• [What you have to do]
Locate every line in the listing that contains the word "cliff" and copy each of those lines.

• [Listed records]
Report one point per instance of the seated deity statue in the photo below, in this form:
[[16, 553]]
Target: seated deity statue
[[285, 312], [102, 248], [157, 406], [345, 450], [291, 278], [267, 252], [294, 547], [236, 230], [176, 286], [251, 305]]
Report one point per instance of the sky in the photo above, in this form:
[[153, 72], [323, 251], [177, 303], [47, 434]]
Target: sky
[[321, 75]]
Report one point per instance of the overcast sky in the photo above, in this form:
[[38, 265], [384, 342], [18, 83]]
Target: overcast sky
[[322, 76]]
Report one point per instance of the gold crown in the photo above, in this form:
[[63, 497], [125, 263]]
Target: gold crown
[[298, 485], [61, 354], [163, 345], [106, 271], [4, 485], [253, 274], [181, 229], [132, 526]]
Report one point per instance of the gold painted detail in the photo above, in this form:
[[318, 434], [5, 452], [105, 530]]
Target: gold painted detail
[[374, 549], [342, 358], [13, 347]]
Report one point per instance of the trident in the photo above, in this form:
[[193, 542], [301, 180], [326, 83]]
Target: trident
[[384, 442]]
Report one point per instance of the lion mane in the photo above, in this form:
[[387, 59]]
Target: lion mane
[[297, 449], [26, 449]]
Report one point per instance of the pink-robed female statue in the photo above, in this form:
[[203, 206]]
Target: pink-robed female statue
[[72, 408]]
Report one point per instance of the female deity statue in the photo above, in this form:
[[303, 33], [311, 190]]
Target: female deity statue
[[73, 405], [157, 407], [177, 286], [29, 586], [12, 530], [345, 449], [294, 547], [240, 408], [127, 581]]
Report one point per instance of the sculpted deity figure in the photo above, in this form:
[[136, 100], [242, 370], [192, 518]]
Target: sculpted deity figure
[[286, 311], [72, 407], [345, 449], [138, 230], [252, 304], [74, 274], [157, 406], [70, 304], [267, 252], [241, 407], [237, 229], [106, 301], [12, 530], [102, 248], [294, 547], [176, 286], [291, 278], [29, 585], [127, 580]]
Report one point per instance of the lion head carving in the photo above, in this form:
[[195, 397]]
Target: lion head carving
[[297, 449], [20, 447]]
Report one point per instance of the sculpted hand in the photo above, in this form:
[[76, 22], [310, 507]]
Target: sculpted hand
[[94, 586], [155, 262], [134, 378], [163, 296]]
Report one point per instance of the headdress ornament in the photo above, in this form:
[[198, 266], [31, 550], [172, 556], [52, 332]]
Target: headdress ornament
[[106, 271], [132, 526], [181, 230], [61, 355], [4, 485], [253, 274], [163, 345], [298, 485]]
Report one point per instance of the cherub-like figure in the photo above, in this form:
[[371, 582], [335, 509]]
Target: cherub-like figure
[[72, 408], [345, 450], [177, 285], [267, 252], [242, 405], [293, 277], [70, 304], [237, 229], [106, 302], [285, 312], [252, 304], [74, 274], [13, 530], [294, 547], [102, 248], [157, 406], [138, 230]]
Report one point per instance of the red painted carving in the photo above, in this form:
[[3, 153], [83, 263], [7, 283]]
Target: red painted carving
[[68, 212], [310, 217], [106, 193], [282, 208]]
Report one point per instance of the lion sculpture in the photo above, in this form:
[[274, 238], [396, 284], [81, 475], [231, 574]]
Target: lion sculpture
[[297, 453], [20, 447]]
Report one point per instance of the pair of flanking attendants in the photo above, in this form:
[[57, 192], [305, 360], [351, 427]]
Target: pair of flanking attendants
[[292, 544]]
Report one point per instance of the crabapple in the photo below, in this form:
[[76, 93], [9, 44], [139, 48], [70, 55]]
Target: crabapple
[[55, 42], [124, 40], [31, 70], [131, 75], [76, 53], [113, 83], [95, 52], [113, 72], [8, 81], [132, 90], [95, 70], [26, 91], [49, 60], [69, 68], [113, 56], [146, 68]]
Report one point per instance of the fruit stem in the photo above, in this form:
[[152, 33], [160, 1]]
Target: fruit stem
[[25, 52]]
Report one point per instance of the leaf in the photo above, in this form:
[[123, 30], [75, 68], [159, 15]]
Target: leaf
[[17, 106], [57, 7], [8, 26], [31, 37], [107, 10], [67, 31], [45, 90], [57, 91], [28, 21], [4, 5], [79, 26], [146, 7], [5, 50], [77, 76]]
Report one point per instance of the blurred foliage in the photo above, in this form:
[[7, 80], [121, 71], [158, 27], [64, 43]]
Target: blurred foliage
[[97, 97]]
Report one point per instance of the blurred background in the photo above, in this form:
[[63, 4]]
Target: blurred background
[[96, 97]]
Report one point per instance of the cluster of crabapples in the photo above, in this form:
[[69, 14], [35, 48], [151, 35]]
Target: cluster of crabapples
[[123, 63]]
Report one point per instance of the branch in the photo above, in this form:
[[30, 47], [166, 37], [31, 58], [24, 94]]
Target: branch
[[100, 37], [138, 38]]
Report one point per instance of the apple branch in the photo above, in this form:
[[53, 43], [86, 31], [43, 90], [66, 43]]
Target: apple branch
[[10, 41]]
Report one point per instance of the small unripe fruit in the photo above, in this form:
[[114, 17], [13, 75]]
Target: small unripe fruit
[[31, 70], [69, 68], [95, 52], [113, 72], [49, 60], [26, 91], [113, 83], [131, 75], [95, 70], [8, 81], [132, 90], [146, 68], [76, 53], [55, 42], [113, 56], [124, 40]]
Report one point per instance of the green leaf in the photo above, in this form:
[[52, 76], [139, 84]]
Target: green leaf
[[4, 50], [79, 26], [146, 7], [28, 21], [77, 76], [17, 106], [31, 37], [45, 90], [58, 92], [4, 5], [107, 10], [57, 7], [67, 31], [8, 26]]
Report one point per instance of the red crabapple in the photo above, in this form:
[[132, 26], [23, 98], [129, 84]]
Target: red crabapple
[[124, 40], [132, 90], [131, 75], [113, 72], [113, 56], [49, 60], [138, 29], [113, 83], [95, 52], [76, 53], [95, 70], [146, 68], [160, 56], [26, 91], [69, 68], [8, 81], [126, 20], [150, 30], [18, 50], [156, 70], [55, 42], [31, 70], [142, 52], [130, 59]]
--
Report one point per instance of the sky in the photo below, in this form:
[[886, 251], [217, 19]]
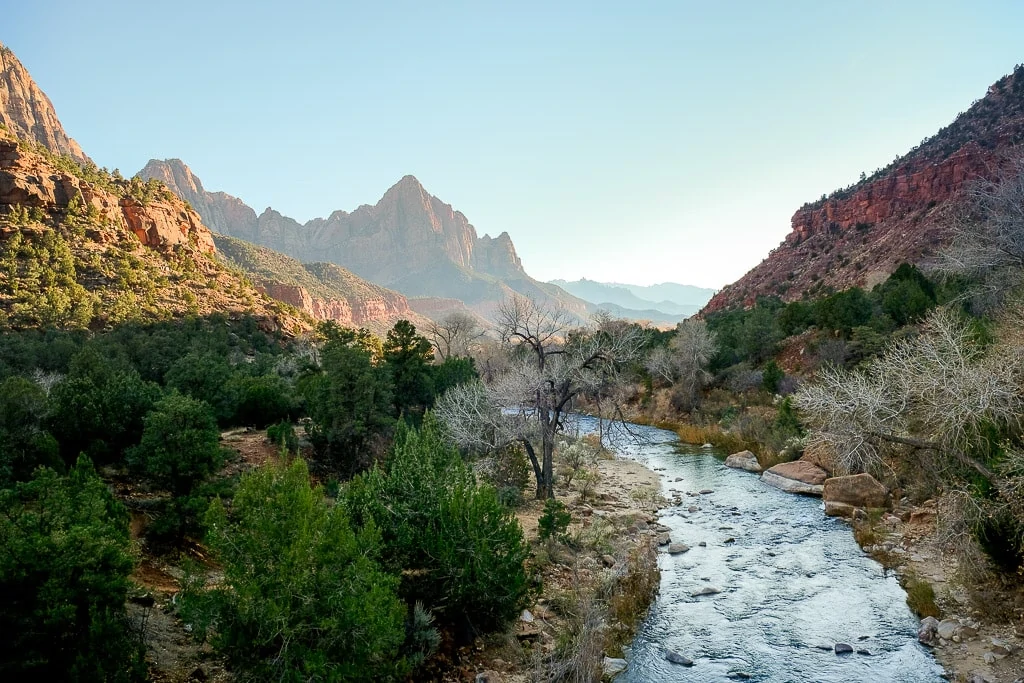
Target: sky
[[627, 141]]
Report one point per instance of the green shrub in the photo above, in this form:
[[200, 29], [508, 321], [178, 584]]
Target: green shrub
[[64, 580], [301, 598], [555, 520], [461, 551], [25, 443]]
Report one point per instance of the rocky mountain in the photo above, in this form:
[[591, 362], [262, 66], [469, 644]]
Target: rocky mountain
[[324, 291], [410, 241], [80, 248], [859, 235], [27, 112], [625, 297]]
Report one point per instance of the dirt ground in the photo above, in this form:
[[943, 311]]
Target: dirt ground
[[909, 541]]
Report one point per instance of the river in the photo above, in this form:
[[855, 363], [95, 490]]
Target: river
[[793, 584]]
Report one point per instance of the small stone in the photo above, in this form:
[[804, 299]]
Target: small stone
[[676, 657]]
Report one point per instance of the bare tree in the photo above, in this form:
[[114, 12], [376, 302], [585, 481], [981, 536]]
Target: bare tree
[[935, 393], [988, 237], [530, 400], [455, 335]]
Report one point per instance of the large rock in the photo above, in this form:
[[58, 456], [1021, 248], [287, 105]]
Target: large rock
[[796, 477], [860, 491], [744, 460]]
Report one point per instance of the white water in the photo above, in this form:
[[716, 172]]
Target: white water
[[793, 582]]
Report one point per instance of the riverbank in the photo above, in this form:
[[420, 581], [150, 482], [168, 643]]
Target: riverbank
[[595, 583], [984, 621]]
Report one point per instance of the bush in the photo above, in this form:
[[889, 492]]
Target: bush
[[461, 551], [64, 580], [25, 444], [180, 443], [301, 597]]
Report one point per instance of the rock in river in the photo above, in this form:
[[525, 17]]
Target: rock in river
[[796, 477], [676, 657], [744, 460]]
* * *
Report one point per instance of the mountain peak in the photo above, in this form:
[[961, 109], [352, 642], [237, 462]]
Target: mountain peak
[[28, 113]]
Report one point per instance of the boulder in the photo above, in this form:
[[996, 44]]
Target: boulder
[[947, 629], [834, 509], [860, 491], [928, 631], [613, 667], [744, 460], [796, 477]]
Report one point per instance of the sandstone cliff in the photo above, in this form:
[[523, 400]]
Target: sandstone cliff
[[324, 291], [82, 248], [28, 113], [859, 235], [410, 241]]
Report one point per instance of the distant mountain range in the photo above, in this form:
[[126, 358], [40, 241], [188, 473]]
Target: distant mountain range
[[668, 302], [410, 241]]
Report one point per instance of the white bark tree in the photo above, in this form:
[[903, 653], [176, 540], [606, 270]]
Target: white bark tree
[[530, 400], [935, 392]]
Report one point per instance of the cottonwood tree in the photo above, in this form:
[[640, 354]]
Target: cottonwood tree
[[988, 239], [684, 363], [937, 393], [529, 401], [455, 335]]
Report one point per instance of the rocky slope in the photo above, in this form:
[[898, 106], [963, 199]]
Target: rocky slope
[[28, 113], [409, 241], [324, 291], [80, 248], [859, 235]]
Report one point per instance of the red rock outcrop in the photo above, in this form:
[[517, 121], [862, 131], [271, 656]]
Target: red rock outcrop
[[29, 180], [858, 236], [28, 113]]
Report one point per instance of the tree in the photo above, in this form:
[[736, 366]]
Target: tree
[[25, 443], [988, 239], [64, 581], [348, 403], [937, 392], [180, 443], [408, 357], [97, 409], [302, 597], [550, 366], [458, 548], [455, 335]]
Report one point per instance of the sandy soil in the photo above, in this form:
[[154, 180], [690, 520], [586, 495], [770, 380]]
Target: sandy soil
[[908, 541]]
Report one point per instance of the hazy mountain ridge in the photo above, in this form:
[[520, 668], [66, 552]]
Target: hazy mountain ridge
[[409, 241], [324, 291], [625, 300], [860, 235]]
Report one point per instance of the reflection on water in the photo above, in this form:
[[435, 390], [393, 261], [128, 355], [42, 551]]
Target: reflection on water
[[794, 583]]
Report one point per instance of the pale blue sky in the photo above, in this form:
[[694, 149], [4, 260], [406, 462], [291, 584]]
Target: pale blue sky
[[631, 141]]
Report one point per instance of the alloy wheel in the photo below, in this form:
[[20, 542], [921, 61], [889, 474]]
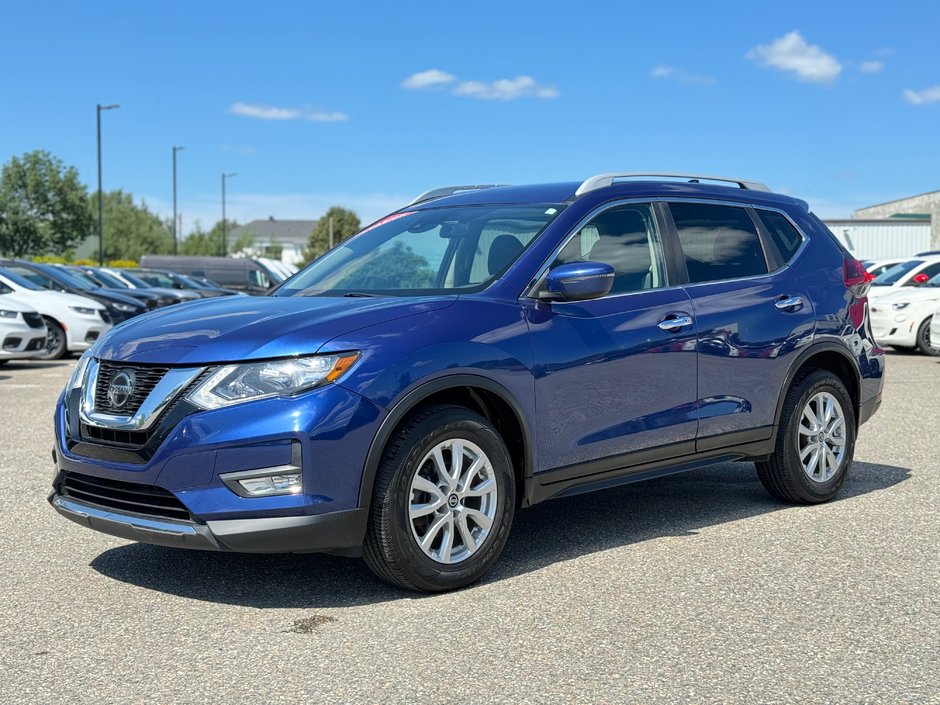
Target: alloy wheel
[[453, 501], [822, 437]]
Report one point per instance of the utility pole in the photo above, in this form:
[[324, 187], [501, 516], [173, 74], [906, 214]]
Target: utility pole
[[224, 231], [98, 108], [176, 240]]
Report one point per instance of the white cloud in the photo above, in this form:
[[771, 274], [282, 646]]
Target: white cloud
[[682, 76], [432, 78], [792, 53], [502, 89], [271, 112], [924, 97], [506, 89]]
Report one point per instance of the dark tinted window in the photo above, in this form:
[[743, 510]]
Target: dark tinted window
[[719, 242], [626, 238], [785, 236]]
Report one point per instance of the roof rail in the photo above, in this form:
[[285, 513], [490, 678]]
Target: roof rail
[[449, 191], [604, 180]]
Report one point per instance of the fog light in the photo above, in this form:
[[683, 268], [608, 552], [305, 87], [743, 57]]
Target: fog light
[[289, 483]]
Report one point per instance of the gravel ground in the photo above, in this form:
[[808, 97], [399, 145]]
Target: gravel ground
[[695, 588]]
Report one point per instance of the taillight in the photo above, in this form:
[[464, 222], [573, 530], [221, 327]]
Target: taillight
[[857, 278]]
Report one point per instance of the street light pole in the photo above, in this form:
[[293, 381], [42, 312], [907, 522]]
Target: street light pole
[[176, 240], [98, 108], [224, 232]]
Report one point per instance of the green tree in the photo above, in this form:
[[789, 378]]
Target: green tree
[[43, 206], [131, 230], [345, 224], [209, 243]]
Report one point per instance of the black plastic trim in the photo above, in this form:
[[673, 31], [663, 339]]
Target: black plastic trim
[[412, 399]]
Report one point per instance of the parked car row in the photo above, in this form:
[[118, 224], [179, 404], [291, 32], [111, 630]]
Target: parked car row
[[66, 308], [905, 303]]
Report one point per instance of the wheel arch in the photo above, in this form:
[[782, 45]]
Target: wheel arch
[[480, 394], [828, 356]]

• [Answer to this problem]
Report one point per instance of the sandstone cliff in the photo above, in this form:
Target: sandstone cliff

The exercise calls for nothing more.